• Things to do:
1. Set down the stretch of the Olivia Cooke profile below from "OLIVIA COOKE IN" through "THANKS: MILK STUDIOS.", word for word.
2. According to the Olivia Cooke profile below, what was Cooke's first film role?

• Source extract:

OLIVIA COOKE IN NEW YORK, AUGUST 2014. LEATHER JACKET: FAUSTO PUGLISI. DENIM JACKET, TANK TOP, AND BRA: DIESEL. JEANS: COOKE’S OWN. NECKLACE: DAVID YURMAN. BELT: BESS NYC. STOCKINGS: FOGAL. STYLING: MICHELLE CAMERON. COSMETICS: GIVENCHY, INCLUDING PHOTO PERFECTION FLUID FOUNDATION AND LE PRISME EYESHADOW IN SIENA SILHOUETTE; ZOYA NAIL POLISH, INCLUDING SAILOR. MAKEUP: FARA HOMIDI/FRANK REPS. MANICURE: KELLY B FOR ZOYA/DEFACTO INC. SPECIAL THANKS: MILK STUDIOS.
“Sat at the back … with a shaved head. Hard to miss,” actress Olivia Cooke texts right before we meet at a coffee bar in Venice, California. Indeed, the long brown hair familiar to fans of the A&E series Bates Motel—in which Cooke co-stars as Emma, a quirky teenager with cystic fibrosis and a crush on a young Norman Bates—has vanished. It was shorn for Cooke’s starring role in the upcoming young-adult mortality drama Me & Earl & the Dying Girl, where she plays Rachel, a wise-beyond-her-years high school student with leukemia. Cooke is growing out her buzz cut—while wearing an interim wig to shoot the third season of Bates Motel—but she inhabits its tough, punk style so beautifully that it’s hard to believe she was actually cast in Me & Earl because of her ability to evoke fragility and helplessness. “I wanted to look as vulnerable as possible,” Cooke says of her audition for the film, which is a less precious, more comedic The Fault in Our Stars. “I had eczema all over my face—I get it in moments of stress—and I was like, ‘Great! I’ll use it!’ So I didn’t wash my hair for three days and went into the audition with no makeup whatsoever. I looked haggard, just unwell. A lot of the girls that were auditioning were really made up. I was like, ‘Why are you doing that? You’re supposed to be playing a girl who has cancer!’ ” It certainly takes a versatile actor to put a bout of eczema to good use. “I’ve got nothing else to do other than give myself to a character,” the 20-year-old Manchester native says.
Cooke is relatively new to the big screen, her first film role being a lead in the recent supernatural horror film The Quiet Ones. “I only had two jobs before that, BBC dramas,” says Cooke. “In one, I played a teacher in the 1940s with a withered arm due to polio. But in The Quiet Ones, I played an absolute psychotic. I was a little rottweiler. I just loved it.” This Halloween she is more heroine than ghoul when she returns to horror to star in Ouija, a screamer based on the slumber-party board game. It’s not that Cooke actively seeks out morbid material; it just seems that there’s a fearlessness in her acting that lends itself to darker subjects. “I never really had a plan B,” she admits. “And suddenly it started to happen.”

• Excerpted data:

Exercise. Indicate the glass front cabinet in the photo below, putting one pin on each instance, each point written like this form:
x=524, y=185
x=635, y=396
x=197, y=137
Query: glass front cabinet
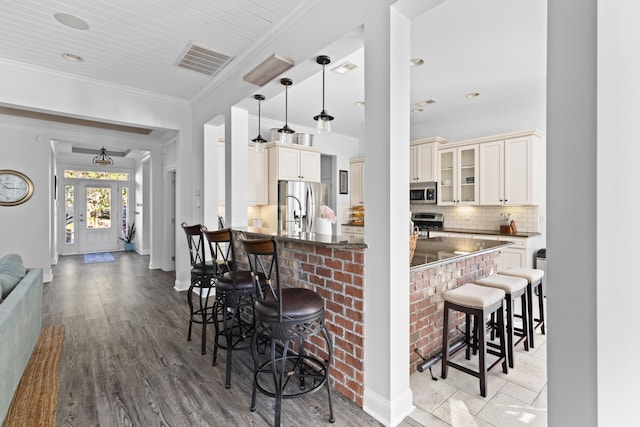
x=458, y=176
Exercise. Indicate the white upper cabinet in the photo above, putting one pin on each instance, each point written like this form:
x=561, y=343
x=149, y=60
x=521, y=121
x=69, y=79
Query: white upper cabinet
x=423, y=164
x=356, y=169
x=257, y=190
x=294, y=163
x=458, y=175
x=509, y=169
x=291, y=163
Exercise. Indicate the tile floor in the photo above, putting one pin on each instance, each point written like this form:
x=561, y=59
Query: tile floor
x=518, y=398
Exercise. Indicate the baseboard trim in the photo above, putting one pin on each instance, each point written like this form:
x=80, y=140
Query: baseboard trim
x=181, y=286
x=389, y=413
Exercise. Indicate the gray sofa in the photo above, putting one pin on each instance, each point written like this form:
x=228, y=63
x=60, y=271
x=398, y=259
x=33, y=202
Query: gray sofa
x=20, y=325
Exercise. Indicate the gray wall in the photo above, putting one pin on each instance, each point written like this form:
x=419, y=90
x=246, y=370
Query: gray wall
x=571, y=244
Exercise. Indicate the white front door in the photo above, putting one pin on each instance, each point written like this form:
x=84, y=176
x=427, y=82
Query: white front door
x=98, y=217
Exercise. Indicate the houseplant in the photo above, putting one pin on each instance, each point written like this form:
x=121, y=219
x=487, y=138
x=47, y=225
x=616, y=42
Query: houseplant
x=128, y=236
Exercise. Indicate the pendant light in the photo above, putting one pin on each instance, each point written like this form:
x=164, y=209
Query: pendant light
x=286, y=131
x=259, y=140
x=102, y=158
x=324, y=118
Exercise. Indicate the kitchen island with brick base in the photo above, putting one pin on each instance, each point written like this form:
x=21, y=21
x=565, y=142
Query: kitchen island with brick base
x=438, y=265
x=333, y=266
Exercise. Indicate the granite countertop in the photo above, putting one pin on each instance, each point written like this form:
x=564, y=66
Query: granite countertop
x=439, y=250
x=489, y=232
x=315, y=238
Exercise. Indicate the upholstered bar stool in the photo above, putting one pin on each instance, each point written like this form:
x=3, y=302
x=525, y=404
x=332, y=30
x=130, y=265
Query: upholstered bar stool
x=286, y=317
x=514, y=288
x=233, y=310
x=202, y=282
x=477, y=302
x=534, y=278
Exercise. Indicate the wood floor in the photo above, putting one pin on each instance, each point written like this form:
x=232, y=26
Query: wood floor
x=126, y=359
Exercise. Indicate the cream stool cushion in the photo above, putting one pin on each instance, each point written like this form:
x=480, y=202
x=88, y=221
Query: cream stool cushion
x=509, y=284
x=474, y=296
x=531, y=274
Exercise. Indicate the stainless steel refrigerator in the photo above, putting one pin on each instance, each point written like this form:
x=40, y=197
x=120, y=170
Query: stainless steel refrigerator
x=299, y=205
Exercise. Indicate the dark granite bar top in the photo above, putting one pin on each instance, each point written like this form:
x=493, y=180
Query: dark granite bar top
x=489, y=232
x=313, y=238
x=440, y=250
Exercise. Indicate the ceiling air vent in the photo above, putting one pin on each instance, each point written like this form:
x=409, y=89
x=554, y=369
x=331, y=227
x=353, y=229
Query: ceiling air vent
x=203, y=60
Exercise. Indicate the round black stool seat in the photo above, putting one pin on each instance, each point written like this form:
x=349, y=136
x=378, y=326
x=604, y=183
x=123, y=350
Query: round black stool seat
x=284, y=318
x=297, y=304
x=244, y=282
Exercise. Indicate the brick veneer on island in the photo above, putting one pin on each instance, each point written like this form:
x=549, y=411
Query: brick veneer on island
x=333, y=266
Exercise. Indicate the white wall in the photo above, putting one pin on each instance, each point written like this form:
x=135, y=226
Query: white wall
x=616, y=253
x=26, y=228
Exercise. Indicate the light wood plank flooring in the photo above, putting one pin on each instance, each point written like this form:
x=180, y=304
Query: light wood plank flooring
x=126, y=359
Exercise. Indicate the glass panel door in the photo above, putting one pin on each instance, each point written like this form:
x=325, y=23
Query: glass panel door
x=97, y=226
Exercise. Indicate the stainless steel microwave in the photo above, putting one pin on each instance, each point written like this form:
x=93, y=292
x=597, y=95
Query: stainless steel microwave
x=422, y=192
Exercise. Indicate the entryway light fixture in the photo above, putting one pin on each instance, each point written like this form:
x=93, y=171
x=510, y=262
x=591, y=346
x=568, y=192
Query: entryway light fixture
x=323, y=119
x=286, y=82
x=259, y=140
x=102, y=158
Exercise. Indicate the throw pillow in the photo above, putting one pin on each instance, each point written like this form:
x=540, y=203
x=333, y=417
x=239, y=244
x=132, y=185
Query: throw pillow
x=11, y=272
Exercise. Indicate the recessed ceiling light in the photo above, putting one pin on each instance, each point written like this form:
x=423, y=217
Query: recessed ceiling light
x=426, y=102
x=71, y=21
x=73, y=58
x=344, y=68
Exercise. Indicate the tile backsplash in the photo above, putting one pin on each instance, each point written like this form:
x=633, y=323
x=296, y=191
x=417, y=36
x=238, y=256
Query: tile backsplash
x=483, y=217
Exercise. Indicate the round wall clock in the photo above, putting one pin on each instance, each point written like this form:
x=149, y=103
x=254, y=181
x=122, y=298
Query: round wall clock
x=15, y=188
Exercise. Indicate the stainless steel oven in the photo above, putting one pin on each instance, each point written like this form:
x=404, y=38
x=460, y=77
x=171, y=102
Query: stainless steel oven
x=422, y=192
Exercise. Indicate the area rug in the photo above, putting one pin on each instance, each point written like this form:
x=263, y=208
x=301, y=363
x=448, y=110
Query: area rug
x=34, y=402
x=98, y=257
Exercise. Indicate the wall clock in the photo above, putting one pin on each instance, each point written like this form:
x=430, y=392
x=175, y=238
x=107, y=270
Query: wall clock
x=15, y=188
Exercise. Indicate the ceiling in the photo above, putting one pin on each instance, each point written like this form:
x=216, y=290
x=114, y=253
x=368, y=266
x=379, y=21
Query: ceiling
x=495, y=47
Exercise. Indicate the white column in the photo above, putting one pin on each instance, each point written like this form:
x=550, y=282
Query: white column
x=387, y=395
x=211, y=162
x=236, y=164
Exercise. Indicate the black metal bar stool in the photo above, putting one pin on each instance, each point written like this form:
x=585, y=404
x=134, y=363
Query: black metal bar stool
x=202, y=282
x=514, y=288
x=285, y=318
x=234, y=302
x=475, y=302
x=534, y=278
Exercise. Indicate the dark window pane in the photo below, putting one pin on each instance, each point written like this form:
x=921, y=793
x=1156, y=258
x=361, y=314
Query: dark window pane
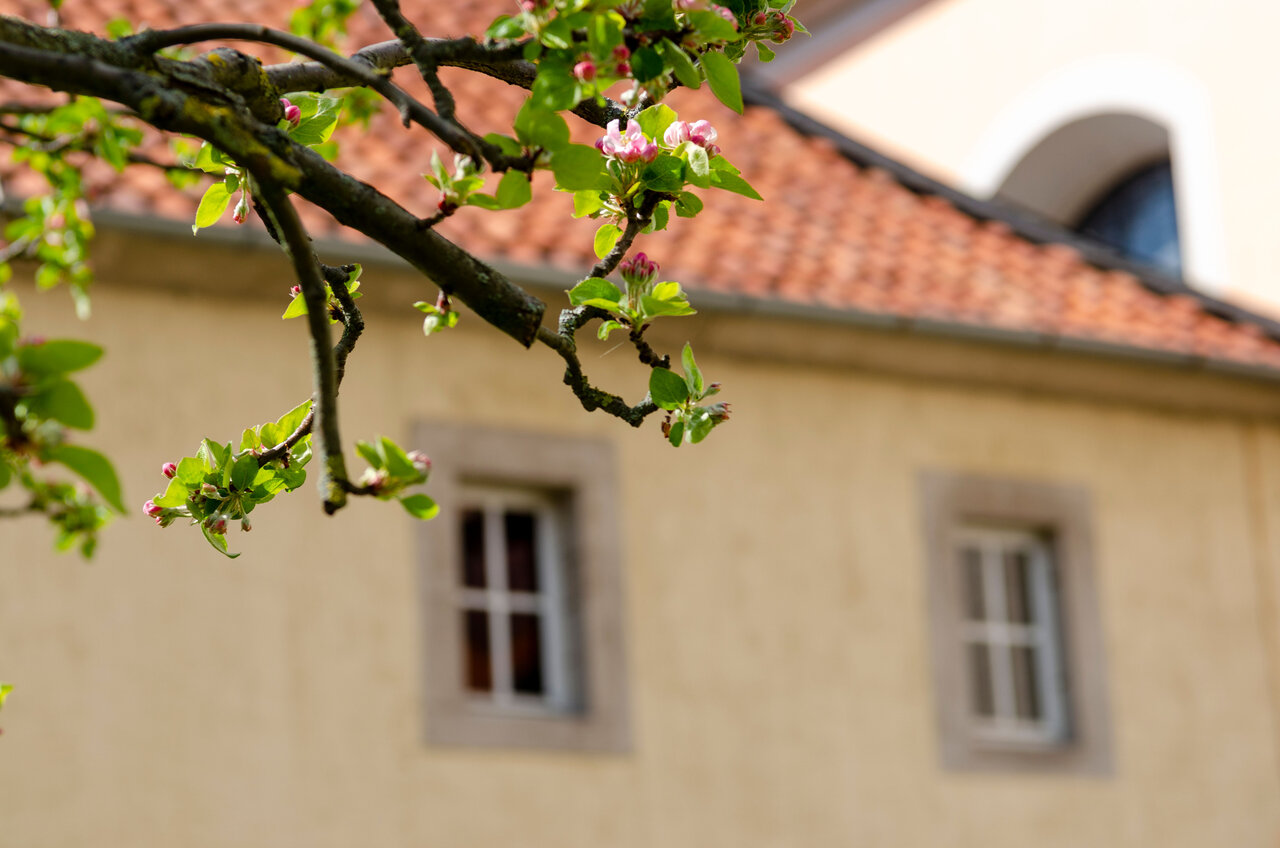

• Answer list:
1.
OLIVIA COOKE IN NEW YORK, AUGUST 2014. LEATHER JACKET: FAUSTO PUGLISI. DENIM JACKET, TANK TOP, AND BRA: DIESEL. JEANS: COOKE’S OWN. NECKLACE: DAVID YURMAN. BELT: BESS NYC. STOCKINGS: FOGAL. STYLING: MICHELLE CAMERON. COSMETICS: GIVENCHY, INCLUDING PHOTO PERFECTION FLUID FOUNDATION AND LE PRISME EYESHADOW IN SIENA SILHOUETTE; ZOYA NAIL POLISH, INCLUDING SAILOR. MAKEUP: FARA HOMIDI/FRANK REPS. MANICURE: KELLY B FOR ZOYA/DEFACTO INC. SPECIAL THANKS: MILK STUDIOS.

2. A lead in the supernatural horror film The Quiet Ones.